Excerpted passage:
Some memorable events at this site: At one time the Douglas Pectin Co. decided to give away their excess cider from pulp extraction, the response was so overwhelming by the locals lining the street with empty containers wanting this product the practise had to be stopped. With the excess cider now poured down the drain, the apple residue was spread around the woods on Ontario Street. This practise attracted hundreds of pheasants that eventually became very tame. Again, this practise had to be stopped as the ‘easy target’ pheasants were attracting many poachers after dark. The company had to hire guards to keep the hunters away.

(Segmentation dataset entries)
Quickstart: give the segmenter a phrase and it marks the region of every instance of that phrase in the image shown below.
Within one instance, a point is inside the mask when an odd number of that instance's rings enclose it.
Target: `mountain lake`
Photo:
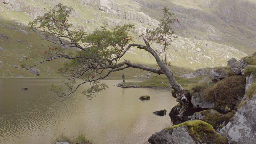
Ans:
[[[177,103],[170,89],[123,88],[114,86],[121,80],[104,80],[109,88],[92,100],[82,93],[85,84],[60,102],[50,86],[62,80],[0,79],[0,143],[54,143],[62,133],[82,133],[96,144],[148,143],[173,124],[168,113]],[[140,100],[144,95],[150,100]],[[152,113],[164,109],[164,116]]]

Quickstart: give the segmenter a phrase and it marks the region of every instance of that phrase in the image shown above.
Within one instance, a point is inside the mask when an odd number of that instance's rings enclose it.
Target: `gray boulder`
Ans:
[[[214,108],[214,102],[205,100],[202,96],[201,91],[194,92],[191,94],[191,103],[195,108]]]
[[[187,121],[164,129],[149,137],[151,144],[228,143],[208,124],[200,120]]]
[[[183,127],[173,129],[165,129],[153,134],[148,139],[148,142],[152,144],[195,144],[187,130]]]
[[[32,68],[28,70],[29,71],[31,74],[39,76],[40,75],[40,70],[36,68]]]
[[[222,114],[213,109],[196,112],[191,116],[191,120],[200,120],[210,124],[216,130],[219,130],[228,123],[235,113]]]
[[[244,59],[242,59],[239,61],[236,61],[234,58],[233,58],[228,61],[228,66],[230,67],[231,70],[236,75],[244,75],[244,70],[248,65],[249,64]]]
[[[210,70],[208,69],[205,68],[200,68],[189,74],[182,75],[180,76],[180,77],[187,79],[195,78],[199,76],[208,75],[209,73]]]
[[[228,67],[232,66],[234,64],[237,62],[237,60],[235,58],[232,58],[229,60],[228,60],[227,66]]]
[[[18,66],[16,65],[12,65],[12,66],[14,68],[18,68]]]
[[[228,76],[228,73],[221,68],[212,68],[209,74],[209,77],[212,81],[217,82]]]
[[[256,141],[256,95],[244,103],[233,120],[219,132],[233,143],[255,143]]]

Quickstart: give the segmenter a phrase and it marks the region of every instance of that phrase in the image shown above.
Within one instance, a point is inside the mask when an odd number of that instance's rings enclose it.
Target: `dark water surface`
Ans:
[[[177,103],[170,89],[122,88],[113,86],[121,80],[106,80],[109,88],[92,100],[81,94],[84,85],[60,103],[49,88],[61,81],[0,79],[0,143],[52,143],[62,133],[80,133],[96,144],[148,143],[172,124],[168,113]],[[138,99],[148,95],[149,100]],[[152,114],[164,109],[167,115]]]

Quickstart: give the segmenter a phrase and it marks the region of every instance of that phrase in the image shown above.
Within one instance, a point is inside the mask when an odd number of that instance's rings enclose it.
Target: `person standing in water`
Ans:
[[[123,78],[123,82],[124,82],[124,73],[123,73],[123,75],[122,75],[122,78]]]

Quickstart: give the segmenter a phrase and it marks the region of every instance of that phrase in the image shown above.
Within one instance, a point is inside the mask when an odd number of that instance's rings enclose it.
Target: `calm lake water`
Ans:
[[[96,144],[148,143],[172,125],[168,113],[177,103],[170,89],[122,88],[113,86],[121,80],[106,80],[109,88],[92,100],[81,93],[84,85],[60,103],[49,88],[61,81],[0,79],[0,143],[53,143],[62,133],[80,133]],[[139,99],[148,95],[149,100]],[[164,109],[164,116],[152,113]]]

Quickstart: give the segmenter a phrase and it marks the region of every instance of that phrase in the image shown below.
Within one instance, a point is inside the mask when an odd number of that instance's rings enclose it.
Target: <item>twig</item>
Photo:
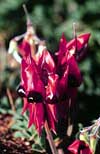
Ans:
[[[11,95],[9,88],[7,88],[7,96],[8,96],[8,99],[9,99],[9,103],[11,105],[11,109],[12,109],[13,112],[15,112],[16,109],[15,109],[14,101],[13,101],[13,98],[12,98],[12,95]]]
[[[46,131],[46,134],[47,134],[47,139],[48,139],[52,154],[58,154],[47,121],[45,122],[45,131]]]

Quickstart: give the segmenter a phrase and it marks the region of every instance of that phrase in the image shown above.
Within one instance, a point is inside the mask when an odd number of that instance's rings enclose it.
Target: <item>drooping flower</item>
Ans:
[[[24,101],[22,112],[29,111],[29,127],[35,124],[39,133],[45,121],[55,132],[55,122],[67,117],[69,103],[74,105],[77,87],[82,82],[77,62],[84,53],[89,36],[80,35],[67,42],[63,34],[56,54],[57,62],[37,37],[29,17],[26,33],[13,39],[22,57],[21,83],[17,90]]]

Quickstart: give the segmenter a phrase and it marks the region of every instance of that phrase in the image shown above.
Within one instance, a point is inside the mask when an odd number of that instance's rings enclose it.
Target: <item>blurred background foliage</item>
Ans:
[[[78,122],[97,118],[100,114],[100,0],[0,0],[0,97],[6,101],[9,87],[14,100],[20,82],[19,65],[7,55],[11,38],[26,30],[22,4],[26,4],[38,36],[45,39],[51,52],[58,50],[62,32],[73,38],[72,24],[77,34],[90,32],[87,58],[80,63],[84,82],[79,88]],[[5,98],[5,99],[4,99]],[[84,116],[83,116],[84,115]]]

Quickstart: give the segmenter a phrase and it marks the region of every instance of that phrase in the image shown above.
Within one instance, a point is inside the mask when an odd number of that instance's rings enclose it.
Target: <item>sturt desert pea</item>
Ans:
[[[17,42],[16,50],[22,56],[21,84],[17,91],[24,100],[23,113],[29,110],[29,127],[35,124],[39,133],[45,120],[55,132],[57,119],[66,117],[69,100],[75,102],[77,87],[82,82],[75,55],[83,51],[89,34],[79,38],[81,41],[77,37],[67,43],[62,35],[57,63],[45,43],[37,37],[29,18],[26,33],[13,39],[15,42],[22,39]]]
[[[28,97],[27,100],[26,98],[24,98],[23,112],[27,108],[29,109],[29,126],[34,123],[39,132],[44,125],[44,117],[47,117],[50,128],[55,131],[55,122],[57,121],[57,118],[60,116],[66,117],[69,100],[71,100],[71,103],[75,102],[77,87],[82,82],[81,73],[74,54],[71,54],[70,50],[65,50],[66,43],[63,44],[63,41],[62,43],[60,43],[60,52],[62,50],[62,52],[65,52],[65,55],[62,56],[61,61],[58,58],[57,66],[50,53],[47,51],[45,45],[42,45],[41,43],[38,45],[38,49],[40,46],[42,47],[42,49],[36,52],[36,54],[34,55],[34,57],[36,56],[36,58],[31,56],[31,45],[28,41],[23,40],[22,46],[20,46],[22,53],[25,54],[22,54],[22,84],[18,89],[18,92],[23,92],[23,94],[25,94],[25,92],[30,92],[30,95],[23,95],[24,97]],[[63,48],[61,48],[61,46],[63,46]],[[36,90],[35,86],[37,85],[36,82],[38,82],[38,80],[39,85],[41,85],[42,88],[40,88],[41,86],[37,87],[44,91],[45,97],[40,97],[39,95],[36,96],[32,93],[32,91]],[[42,90],[39,91],[38,89],[36,91],[37,93],[35,94],[41,94],[43,92]],[[63,98],[64,95],[66,96],[66,98]],[[33,98],[33,96],[42,98],[41,105],[39,105],[38,103],[30,103],[30,100],[32,99],[32,102],[34,102],[35,98]],[[38,106],[39,109],[41,108],[40,111],[42,112],[41,120],[40,118],[38,119]],[[46,116],[44,116],[45,114]],[[38,124],[36,124],[37,121]]]
[[[68,150],[71,154],[93,154],[89,145],[78,139],[69,145]]]

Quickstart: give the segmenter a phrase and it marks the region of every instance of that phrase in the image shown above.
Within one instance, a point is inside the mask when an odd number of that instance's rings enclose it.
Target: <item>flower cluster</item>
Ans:
[[[62,34],[59,50],[51,55],[28,19],[26,33],[11,40],[10,48],[22,56],[17,90],[24,100],[22,113],[29,111],[29,127],[35,124],[39,133],[45,121],[55,132],[55,123],[66,118],[68,107],[74,105],[82,82],[78,63],[84,59],[89,37],[86,33],[67,42]]]

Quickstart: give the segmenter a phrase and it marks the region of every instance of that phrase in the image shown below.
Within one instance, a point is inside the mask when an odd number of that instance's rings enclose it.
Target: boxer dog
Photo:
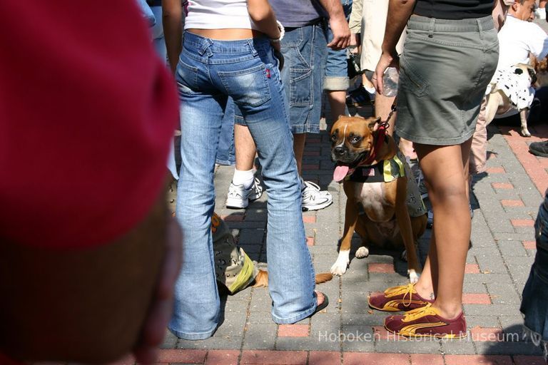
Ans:
[[[369,255],[370,244],[405,247],[410,281],[415,283],[420,272],[415,242],[426,230],[426,210],[417,190],[415,202],[420,204],[421,213],[410,217],[407,180],[415,180],[384,128],[380,118],[346,116],[340,117],[331,128],[331,158],[336,163],[333,178],[342,182],[347,197],[344,232],[331,272],[346,272],[355,231],[362,243],[357,258]]]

Problems:
[1] From the passage about the Douglas Pectin Co. site, extract the text between "Some memorable events" and "the hunters away.", inclusive.
[2] Gather every line of the entries that contains the string "lake", matching case.

Answer set:
[1]
Some memorable events at this site: At one time the Douglas Pectin Co. decided to give away their excess cider from pulp extraction, the response was so overwhelming by the locals lining the street with empty containers wanting this product the practise had to be stopped. With the excess cider now poured down the drain, the apple residue was spread around the woods on Ontario Street. This practise attracted hundreds of pheasants that eventually became very tame. Again, this practise had to be stopped as the ‘easy target’ pheasants were attracting many poachers after dark. The company had to hire guards to keep the hunters away.

[2]
Target: `mountain lake`
Target: `calm lake water`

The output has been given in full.